:: Input rows ::

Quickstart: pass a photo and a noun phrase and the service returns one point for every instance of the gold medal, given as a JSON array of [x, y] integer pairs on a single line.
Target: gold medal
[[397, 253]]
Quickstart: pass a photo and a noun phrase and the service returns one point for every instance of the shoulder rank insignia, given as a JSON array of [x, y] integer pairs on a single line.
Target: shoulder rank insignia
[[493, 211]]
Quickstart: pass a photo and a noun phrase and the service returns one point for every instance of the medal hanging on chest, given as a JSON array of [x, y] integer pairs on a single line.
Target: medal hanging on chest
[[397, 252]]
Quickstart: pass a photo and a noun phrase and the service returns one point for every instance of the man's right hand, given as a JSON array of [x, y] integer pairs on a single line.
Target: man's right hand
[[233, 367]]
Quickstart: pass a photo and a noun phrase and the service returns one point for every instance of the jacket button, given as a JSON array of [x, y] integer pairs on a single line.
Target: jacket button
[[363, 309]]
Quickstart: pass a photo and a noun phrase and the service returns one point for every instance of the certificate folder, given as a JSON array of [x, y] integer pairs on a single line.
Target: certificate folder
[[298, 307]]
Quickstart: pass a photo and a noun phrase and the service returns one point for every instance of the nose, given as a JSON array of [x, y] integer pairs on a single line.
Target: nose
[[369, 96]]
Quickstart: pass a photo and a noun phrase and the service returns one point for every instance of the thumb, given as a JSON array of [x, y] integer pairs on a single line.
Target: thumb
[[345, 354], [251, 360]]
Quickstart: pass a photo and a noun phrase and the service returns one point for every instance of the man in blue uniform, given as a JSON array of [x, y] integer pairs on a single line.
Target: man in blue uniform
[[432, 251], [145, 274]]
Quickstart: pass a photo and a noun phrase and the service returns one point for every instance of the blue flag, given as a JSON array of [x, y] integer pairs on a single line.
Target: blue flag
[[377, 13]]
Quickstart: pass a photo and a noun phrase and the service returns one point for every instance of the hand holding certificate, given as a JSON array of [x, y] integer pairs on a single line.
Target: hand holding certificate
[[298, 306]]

:::

Aim of the task: Can you write out all the rows above again, switching every "noun phrase" to "text prompt" and keeping everything else the same?

Exercise output:
Quickstart: pass a photo and a text prompt and the service returns one point for every instance of the gold medal, given as a JSON array of [x, y] integer pairs on a single line.
Target: gold medal
[[397, 253]]
Quickstart: pass a photo and a text prompt and the service returns one point for every instance of the shoulder rank insignia, given as a JSON array of [x, y] integer pairs on a single line.
Target: shoulder rank insignia
[[493, 211]]
Quickstart: pass a photo and a text prompt and the service returns one point for every instance of the medal hanging on chest, given as a JSON array of [x, y] integer pairs on a single line.
Target: medal hanging on chest
[[397, 252]]
Quickstart: pass a photo and a text prompt and the service returns one point for every instance of the man's right hand, given as a JSON array of [x, y] integer pairs on a single line.
Target: man's right hand
[[233, 367]]
Quickstart: pass a photo and a text prompt and the service returns one point for every instance of the jacket button, given as a JSON array of [x, y] integer pairs on a single line.
Target: jacket button
[[363, 309]]
Quickstart: pass a photo and a text prompt and the service returns one point for every instance of the certificate folder, given as a JSON array of [x, y] integer pairs on a single line.
Target: certificate folder
[[298, 307]]
Quickstart: pass a photo and a text prompt and the service returns one point for every instance of the nose, given as a JSON array of [x, y] integer pairs on a single line.
Target: nose
[[369, 96]]
Quickstart: pass a photo and a text prompt and the service returns one point for every instance of the thumb, given as a JSON array of [x, y] integer pairs on a single line.
Target: thumb
[[345, 354], [251, 360]]
Quickstart: pass a photo and a text prompt and the service returns one point for every instance of the man in blue uniform, given as a JSON array of [x, y] integer pairs on a single line.
Target: man in blue uniform
[[432, 251], [145, 274]]
Quickstart: pass a photo and a text prompt and the service returns one point for every instance of the blue flag, given as a JSON array of [x, y] integer pairs on a single line.
Target: blue flag
[[377, 13]]
Quickstart: pass a photo and a text prompt and the service returns one point for every instance of the hand holding certificate, given as a JSON array of [x, y] integer pairs on a single line.
Target: hand holding certificate
[[298, 306]]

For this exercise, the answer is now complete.